EXERCISE:
Render the listing as a Markdown table with the columns "Row" and "Entry". Begin at the line that contains "For the benchmark, mark every instance of the bowl of white" and stop after the last line of the listing, numbering each row and leaving out blank lines and pictures.

RECORD EXTRACTS:
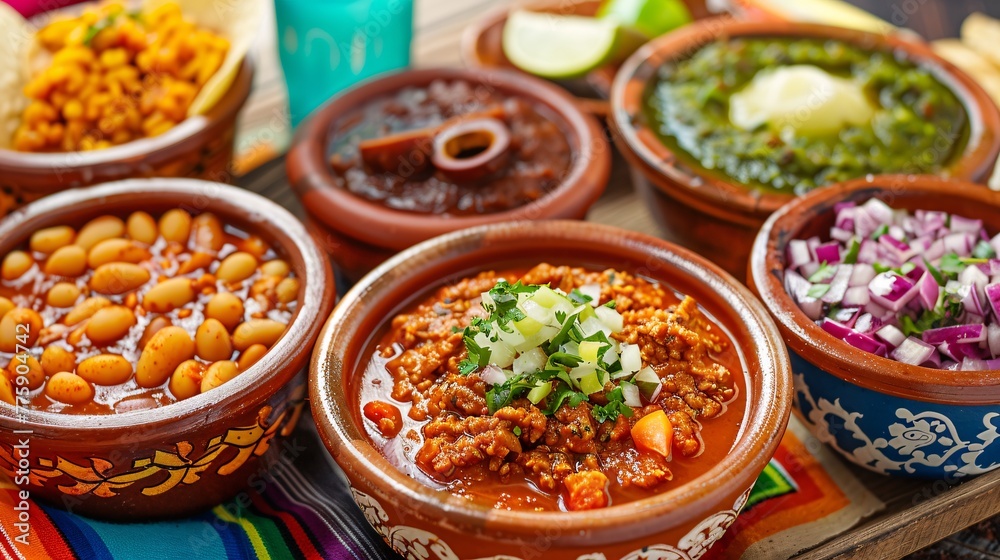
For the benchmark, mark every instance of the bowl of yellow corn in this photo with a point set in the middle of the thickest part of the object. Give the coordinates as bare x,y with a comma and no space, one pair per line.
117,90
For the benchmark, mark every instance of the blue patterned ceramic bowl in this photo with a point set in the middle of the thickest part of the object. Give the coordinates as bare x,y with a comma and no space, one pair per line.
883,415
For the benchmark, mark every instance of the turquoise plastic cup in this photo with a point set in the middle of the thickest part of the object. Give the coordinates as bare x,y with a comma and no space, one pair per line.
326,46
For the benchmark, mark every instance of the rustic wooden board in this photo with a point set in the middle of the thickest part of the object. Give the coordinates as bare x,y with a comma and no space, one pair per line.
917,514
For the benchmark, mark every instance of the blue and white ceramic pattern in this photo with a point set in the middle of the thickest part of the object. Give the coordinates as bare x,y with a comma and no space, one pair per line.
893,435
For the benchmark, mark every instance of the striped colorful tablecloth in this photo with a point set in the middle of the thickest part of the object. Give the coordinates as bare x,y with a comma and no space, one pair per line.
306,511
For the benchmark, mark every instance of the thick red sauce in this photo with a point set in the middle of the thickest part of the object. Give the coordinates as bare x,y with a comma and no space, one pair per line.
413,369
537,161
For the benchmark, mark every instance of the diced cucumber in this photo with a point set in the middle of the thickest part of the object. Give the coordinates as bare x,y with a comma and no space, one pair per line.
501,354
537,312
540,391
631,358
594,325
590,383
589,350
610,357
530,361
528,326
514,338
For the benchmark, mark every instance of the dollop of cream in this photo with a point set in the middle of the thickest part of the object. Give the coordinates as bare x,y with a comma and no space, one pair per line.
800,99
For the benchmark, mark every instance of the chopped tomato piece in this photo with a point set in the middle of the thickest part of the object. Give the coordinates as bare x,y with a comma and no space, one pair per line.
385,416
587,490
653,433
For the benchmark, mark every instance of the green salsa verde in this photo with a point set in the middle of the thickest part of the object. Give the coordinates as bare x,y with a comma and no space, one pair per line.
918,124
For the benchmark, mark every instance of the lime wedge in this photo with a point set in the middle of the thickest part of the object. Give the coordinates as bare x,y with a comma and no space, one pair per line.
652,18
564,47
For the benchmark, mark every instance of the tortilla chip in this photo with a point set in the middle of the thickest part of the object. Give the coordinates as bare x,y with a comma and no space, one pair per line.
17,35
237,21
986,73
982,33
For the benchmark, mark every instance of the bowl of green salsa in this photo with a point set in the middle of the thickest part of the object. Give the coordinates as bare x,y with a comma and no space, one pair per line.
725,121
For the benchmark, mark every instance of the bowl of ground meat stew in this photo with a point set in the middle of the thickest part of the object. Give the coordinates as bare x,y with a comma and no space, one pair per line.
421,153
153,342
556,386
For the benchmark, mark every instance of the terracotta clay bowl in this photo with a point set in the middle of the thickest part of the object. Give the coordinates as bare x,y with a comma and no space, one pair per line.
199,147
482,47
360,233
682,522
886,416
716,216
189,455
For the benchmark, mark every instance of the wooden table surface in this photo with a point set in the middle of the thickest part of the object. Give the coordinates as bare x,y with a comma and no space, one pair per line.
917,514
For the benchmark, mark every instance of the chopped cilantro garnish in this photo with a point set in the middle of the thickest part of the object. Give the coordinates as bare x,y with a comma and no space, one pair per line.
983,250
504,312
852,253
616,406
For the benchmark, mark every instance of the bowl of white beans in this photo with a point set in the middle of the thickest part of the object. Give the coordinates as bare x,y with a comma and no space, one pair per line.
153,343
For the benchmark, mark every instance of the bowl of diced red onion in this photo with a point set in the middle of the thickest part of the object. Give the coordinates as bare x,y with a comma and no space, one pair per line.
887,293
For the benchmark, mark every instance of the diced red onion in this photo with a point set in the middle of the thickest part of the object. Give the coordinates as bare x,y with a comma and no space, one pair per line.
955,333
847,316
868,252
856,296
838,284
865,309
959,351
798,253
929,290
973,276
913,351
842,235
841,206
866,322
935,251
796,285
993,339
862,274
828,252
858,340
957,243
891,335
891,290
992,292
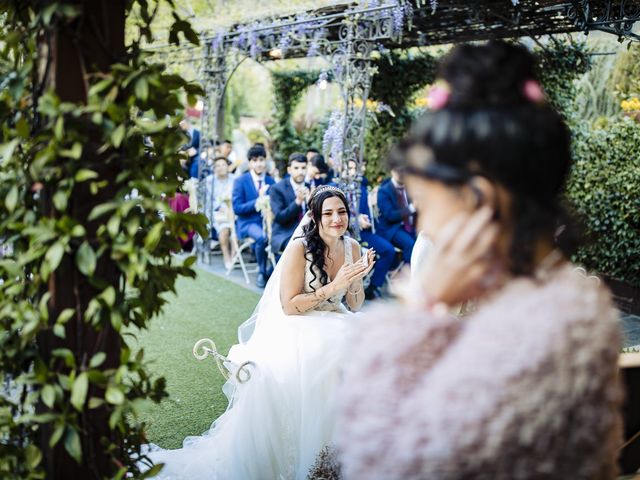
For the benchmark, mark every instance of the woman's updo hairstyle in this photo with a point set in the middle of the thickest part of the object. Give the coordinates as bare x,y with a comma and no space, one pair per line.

ANSWER BELOW:
| Row | Entry |
|---|---|
| 1 | For the benchmark, mark every instance of the bowl of white beans in this photo with a point set in the middle of the thickest part of the object. Give the coordinates as bare x,y with a comma and no space, one pair per line. |
| 2 | 153,343 |
| 3 | For the benchmark, mark every instance of the bowl of diced red onion in this photo with a point set in the middle of the thickest part of the object. Give the coordinates as bare x,y with a comma and no space, one pair per line. |
| 4 | 887,293 |
| 5 | For the benchmark, mark every instance of the diced red onion in this photo with a point set in the middle of the thickest part of the object. Give the coordinates as bare x,y with a comma and no space, one pair per line. |
| 6 | 955,333 |
| 7 | 847,316 |
| 8 | 868,252 |
| 9 | 856,296 |
| 10 | 838,284 |
| 11 | 865,309 |
| 12 | 959,351 |
| 13 | 798,253 |
| 14 | 929,290 |
| 15 | 973,276 |
| 16 | 913,351 |
| 17 | 842,235 |
| 18 | 841,206 |
| 19 | 866,322 |
| 20 | 935,251 |
| 21 | 796,285 |
| 22 | 993,339 |
| 23 | 862,274 |
| 24 | 828,252 |
| 25 | 858,340 |
| 26 | 957,243 |
| 27 | 891,335 |
| 28 | 891,290 |
| 29 | 992,292 |
| 30 | For the benchmark, mark every instance of the woman's updo hairstyle in this photo with a point set in the middle of the thickest part of the object. Give the coordinates as bare x,y with a comma and no space, one pair per line. |